§ **WHAT TO DO**:
Could you reproduce every entry that follows, exactly as shown?

___ THE DATA ___

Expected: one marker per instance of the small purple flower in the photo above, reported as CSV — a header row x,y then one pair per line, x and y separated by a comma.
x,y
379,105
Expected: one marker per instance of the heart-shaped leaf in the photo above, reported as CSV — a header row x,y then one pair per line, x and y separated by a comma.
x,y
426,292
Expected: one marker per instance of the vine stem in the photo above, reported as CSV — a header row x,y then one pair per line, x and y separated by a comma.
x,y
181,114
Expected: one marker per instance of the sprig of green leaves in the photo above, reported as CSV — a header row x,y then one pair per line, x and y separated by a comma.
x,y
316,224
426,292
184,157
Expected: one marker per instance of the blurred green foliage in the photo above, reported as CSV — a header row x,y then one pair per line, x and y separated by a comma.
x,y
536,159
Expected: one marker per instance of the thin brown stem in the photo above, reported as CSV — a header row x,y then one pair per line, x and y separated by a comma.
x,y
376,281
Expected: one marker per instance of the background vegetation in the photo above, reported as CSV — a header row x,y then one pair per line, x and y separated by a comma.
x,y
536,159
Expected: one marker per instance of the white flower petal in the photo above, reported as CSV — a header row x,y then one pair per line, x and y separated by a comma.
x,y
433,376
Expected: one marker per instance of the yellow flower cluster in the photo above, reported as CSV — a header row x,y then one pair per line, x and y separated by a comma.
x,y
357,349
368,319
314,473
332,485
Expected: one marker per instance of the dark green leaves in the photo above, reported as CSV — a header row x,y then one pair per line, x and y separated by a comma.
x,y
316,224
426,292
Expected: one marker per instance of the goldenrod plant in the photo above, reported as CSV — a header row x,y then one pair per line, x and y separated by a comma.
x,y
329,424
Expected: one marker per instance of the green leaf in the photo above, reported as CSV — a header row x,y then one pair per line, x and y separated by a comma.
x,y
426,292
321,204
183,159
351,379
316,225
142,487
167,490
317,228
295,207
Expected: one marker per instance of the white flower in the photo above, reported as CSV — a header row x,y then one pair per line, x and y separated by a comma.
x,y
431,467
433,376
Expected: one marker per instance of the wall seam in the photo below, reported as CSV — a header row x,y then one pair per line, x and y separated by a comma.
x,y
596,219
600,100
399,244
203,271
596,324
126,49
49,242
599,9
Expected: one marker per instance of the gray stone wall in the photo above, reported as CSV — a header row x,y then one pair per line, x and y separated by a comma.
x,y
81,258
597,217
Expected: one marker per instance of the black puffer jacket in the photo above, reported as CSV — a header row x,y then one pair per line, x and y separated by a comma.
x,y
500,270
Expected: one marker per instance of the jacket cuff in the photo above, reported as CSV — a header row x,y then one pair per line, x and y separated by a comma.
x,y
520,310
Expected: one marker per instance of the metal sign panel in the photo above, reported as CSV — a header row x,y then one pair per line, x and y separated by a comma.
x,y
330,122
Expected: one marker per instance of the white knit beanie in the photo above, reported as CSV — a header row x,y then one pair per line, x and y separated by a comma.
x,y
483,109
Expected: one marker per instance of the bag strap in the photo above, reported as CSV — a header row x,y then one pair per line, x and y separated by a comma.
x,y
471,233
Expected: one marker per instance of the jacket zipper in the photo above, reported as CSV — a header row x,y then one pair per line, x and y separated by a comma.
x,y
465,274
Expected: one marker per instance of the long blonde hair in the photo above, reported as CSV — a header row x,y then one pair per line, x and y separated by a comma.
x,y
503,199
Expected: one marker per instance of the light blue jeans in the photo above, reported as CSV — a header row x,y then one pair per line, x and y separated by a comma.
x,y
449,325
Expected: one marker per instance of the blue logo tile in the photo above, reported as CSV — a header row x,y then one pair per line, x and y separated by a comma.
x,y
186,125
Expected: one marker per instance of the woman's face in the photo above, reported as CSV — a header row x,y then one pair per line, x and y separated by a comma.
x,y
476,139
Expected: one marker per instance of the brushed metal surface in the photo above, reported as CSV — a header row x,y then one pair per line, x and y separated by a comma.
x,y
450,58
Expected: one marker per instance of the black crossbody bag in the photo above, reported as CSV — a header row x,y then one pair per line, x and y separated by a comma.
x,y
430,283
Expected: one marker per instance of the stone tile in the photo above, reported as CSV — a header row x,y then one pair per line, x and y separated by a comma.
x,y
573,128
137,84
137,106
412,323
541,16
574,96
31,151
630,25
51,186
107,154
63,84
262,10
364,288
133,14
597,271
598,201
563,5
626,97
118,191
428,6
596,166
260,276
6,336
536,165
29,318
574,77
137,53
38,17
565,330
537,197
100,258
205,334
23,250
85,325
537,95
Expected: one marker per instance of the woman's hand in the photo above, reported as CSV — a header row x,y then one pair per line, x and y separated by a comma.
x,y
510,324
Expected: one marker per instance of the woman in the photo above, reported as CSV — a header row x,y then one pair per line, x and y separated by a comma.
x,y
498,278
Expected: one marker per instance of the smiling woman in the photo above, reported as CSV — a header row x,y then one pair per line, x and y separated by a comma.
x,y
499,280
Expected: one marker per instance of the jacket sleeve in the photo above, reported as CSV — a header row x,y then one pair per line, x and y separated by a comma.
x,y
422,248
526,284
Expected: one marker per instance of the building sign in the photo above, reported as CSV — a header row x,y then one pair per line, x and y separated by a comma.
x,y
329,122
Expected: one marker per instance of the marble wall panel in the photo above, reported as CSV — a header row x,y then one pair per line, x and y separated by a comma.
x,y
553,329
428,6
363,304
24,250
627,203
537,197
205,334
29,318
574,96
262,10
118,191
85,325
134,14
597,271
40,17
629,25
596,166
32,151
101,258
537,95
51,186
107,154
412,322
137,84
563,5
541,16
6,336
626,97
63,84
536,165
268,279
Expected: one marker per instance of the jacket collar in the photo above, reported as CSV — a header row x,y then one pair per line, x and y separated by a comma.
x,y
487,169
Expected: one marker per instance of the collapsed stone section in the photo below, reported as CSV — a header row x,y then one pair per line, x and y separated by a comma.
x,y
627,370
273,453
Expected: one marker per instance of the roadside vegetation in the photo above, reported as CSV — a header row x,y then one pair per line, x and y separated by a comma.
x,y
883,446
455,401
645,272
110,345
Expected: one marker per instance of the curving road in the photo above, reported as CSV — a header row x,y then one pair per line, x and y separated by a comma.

___

§ **TASK SOLUTION**:
Expected: one marker per instance of the small purple flower in the photo above, reported as CSV — a header row x,y then one pair per line, x and y separated by a comma.
x,y
379,105
Expected: one marker per instance of the heart-shaped leaf in the photo above, reported as CSV — a header row x,y then one pair per line, x and y separated by a comma.
x,y
426,292
Expected: one marker per instance of the vine stem in the photo above, reported as CSV — a header row x,y then one pair per line, x and y separated by a comma.
x,y
181,114
Expected: one marker per instance of the sprig of green leaves in the photo above, reported as CSV — a header row x,y then one pair per line, x and y separated by a comma.
x,y
316,224
426,292
184,157
Expected: one marker per instance of the blurred green foliage in the photo above, reported as CSV — a header row x,y then one pair per line, x and y separated by a comma.
x,y
536,159
Expected: one marker per instance of the thin brown stem in the photo above, reported as CSV — a header row x,y then one pair per line, x and y separated by a comma.
x,y
376,281
Expected: one marker per instance of the background vegetation in the photo above, reported as CSV — a header row x,y then one pair per line, x and y separated by a comma.
x,y
536,159
Expected: one marker per instance of the white flower petal in the photo above, reported as CSV — a header row x,y then one pair per line, x and y separated by a comma.
x,y
433,376
Expected: one marker per instance of the yellow flower cluster in the photo above, reported as CSV — a header row x,y then one pair per line, x and y separated by a comma.
x,y
357,349
368,319
314,473
332,485
Expected: one marker per instance of the dark green leaves in the photo above, reported as CSV — a header row x,y then one pair per line, x and y separated by a comma.
x,y
316,224
426,292
Expected: one marker per instance of the goldenrod plant in the photo above, reported as CSV — a header row x,y then one pair per line, x and y separated by a comma.
x,y
329,424
Expected: one marker per instance of the green leaf in the photo above, reported as CSV — a header row x,y then one pair per line, x and y separated by a comma.
x,y
426,292
321,204
183,159
351,379
316,225
142,487
167,490
317,228
295,207
Expected: one marker per instance of the white flower in the photo above, reported as CSV — a header row x,y then one pair per line, x and y separated by a comma.
x,y
431,467
433,376
Expected: one marker per instance of the wall seam in the photo below, reported as CSV — a header row x,y then one pair per line, x and y separated by a comma.
x,y
596,219
600,100
399,244
203,271
596,324
126,49
49,242
599,9
Expected: one marker per instance of the gray stone wall in the photo above, reported as CSV — a header row x,y then one pair per line, x and y separated by a comma.
x,y
81,258
597,217
Expected: one marker per instance of the black puffer jacket in the photo above, reported as CSV — a header row x,y then one pair per line, x and y separated by a comma.
x,y
500,270
Expected: one marker per instance of the jacket cuff in the photo above, reported as CSV — a header row x,y then one pair per line, x and y separated by a comma.
x,y
520,310
Expected: one marker per instance of the metal sign panel in the photo above, reported as CSV — a header row x,y then one pair per line, x and y separated by a comma.
x,y
330,122
Expected: one marker per instance of the white knit beanie in the photo above, reported as CSV — a header row x,y then one pair per line, x and y separated by a comma.
x,y
483,109
Expected: one marker per instance of the bag strap in the photo above, reported as CSV — a header row x,y then one pair per line, x and y separated by a comma.
x,y
471,233
Expected: one marker per instance of the jacket zipper in the photo above, reported as CSV — a header row x,y then one pair per line, x and y separated by a comma.
x,y
465,274
Expected: one marker per instance of the long blonde hair in the photo above, reported as CSV — a header row x,y then one pair per line, x and y separated by a comma.
x,y
503,199
Expected: one marker per instance of the light blue jeans in the photo above, reported as CSV — a header row x,y then one pair per line, x and y separated by a comma.
x,y
449,325
Expected: one marker per instance of the blue logo tile in the photo above, reported as CSV — a header row x,y then one pair per line, x and y separated by a comma.
x,y
186,125
Expected: one marker per instance of the woman's face in the photo above, reported as CSV — a header row x,y then one pair per line, x and y separated by a comma.
x,y
476,139
Expected: one marker per instance of the brushed metal surface in the photo above, reported as CSV — a header row x,y then one pair per line, x and y separated by a comma.
x,y
450,58
Expected: one marker per instance of the black crossbody bag in the photo above, reported as CSV — a header row x,y then one pair per line, x and y separated by a comma.
x,y
430,283
Expected: one marker per instance of the stone tile in the photo above, reported as CSV — a header row x,y then one pair per line, x and y separated by a comma.
x,y
573,128
137,84
137,106
412,323
541,16
574,96
31,151
630,25
51,186
107,154
63,84
262,10
364,288
133,14
597,271
598,201
563,5
626,97
118,191
428,6
596,166
260,276
6,336
536,165
29,318
574,77
137,53
38,17
565,330
537,197
100,258
205,334
23,250
85,325
537,95
Expected: one marker per instance of the woman's hand in the photo above, reported as CSV — a header row x,y then one pair per line, x and y separated by a comma.
x,y
510,324
Expected: one marker per instance of the woman in the photo above, reported as CSV — a header row x,y then one pair per line, x and y separated by a comma.
x,y
498,278
Expected: one marker per instance of the smiling woman in the photo above, reported as CSV — a header row x,y then one pair per line, x and y separated by a comma.
x,y
499,280
Expected: one marker per instance of the jacket sleeve in the photo above, reported as CSV — a header row x,y then one pair per line, x and y separated by a comma.
x,y
422,248
526,284
Expected: one marker per instance of the building sign in the photo above, reported as CSV — a header row x,y then one pair per line, x and y separated by a comma.
x,y
329,122
Expected: one marker per instance of the marble wall panel in the photo above, reported as CSV — a header row x,y then one pair per line, x and y separated by a comma.
x,y
553,329
428,6
363,304
24,250
627,203
537,197
205,334
29,318
574,96
262,10
118,191
85,325
134,14
597,271
40,17
629,25
596,166
32,151
101,258
537,95
51,186
107,154
412,322
137,84
563,5
541,16
6,336
626,97
63,84
536,165
268,279
Expected: one marker per instance of the jacket collar in the photo above, reported as CSV — a header row x,y then one pair per line, x and y separated by a comma.
x,y
487,169
Expected: one marker per instance of the collapsed stone section in the photo below, reported as CSV — a header row x,y then one pair per line, x and y separated by a comma.
x,y
627,370
273,453
Expected: one marker per instance of the roadside vegetation in the photo above, reported as CSV — a header row x,y then one pair per line, x and y separated by a comma.
x,y
883,446
455,401
645,272
110,345
Expected: one marker per instance of the curving road in the photo above, reported as CSV — a header row x,y then one pair per line, x and y separated by a comma.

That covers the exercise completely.